▸ **WHAT NEEDS TO BE DONE**:
Starting at the line that contains "Find the cat's head" and ending with the last line of the records, rewrite every line, requests included, with each coordinate in the answers multiplied by 1.35 and rounded to a whole number, halves rounded up.

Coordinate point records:
--*--
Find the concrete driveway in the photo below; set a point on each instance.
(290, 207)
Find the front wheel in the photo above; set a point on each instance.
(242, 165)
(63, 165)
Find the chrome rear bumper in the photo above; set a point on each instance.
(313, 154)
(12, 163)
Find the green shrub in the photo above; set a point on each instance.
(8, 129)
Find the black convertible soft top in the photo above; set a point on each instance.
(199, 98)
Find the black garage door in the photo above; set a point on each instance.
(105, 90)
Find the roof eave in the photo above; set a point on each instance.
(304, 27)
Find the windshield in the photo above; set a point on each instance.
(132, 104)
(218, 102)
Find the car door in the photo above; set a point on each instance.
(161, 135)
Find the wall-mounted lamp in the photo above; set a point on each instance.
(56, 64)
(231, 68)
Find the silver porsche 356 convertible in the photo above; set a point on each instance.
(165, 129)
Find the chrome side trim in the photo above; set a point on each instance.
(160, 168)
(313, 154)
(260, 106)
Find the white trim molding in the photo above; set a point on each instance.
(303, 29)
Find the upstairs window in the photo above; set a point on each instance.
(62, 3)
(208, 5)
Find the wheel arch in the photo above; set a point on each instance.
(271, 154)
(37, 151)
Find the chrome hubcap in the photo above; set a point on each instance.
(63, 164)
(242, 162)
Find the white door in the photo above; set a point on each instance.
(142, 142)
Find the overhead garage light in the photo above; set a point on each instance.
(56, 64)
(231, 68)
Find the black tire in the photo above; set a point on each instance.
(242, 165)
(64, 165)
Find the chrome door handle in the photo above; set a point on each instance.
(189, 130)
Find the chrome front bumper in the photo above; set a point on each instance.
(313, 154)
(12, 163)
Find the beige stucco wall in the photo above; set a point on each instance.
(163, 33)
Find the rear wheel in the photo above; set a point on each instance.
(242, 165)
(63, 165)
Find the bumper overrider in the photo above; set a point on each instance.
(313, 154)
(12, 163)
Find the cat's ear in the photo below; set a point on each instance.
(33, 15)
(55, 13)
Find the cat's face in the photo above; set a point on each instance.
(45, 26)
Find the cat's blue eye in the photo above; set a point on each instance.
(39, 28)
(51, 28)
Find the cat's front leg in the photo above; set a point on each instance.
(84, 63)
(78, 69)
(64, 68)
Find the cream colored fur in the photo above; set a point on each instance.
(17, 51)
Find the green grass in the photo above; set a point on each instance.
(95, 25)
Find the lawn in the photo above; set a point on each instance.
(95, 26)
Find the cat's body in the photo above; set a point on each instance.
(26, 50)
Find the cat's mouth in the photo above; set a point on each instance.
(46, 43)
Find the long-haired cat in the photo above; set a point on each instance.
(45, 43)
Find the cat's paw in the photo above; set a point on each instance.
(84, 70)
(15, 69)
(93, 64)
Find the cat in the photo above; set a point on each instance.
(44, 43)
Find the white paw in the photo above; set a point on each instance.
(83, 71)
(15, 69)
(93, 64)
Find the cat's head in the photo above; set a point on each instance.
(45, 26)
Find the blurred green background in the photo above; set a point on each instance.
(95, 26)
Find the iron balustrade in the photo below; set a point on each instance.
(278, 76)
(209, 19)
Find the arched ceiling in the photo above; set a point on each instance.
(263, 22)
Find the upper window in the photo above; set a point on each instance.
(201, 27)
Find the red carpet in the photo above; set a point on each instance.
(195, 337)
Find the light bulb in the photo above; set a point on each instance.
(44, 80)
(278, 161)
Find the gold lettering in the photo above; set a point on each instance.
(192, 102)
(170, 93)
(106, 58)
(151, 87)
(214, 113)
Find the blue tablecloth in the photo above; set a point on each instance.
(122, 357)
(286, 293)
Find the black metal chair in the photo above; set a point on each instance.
--*--
▸ **RESULT**:
Find the cat's head in the photo above; set a point on each instance.
(61, 35)
Find the blurred green background in the photo above; set a point on each instance.
(128, 35)
Find the iron balustrade in the photo below; set a point on each instance.
(375, 103)
(282, 26)
Find the arched ceiling in the photo above; set a point on each instance.
(355, 30)
Find the upper window in the photo above; set a point on each instance.
(271, 36)
Find the red carpet in the photo above; set a point on each instance.
(263, 455)
Find the light bulb in the photo above; set a point on each instance.
(59, 108)
(375, 217)
Find the gold lettering in the photo above; set a point on each instance.
(259, 138)
(230, 126)
(143, 78)
(204, 117)
(289, 153)
Find the blue tablecloth in the photo above; set a point on each instance.
(165, 482)
(386, 396)
Find the black metal chair in the photo above; set a point on each instance.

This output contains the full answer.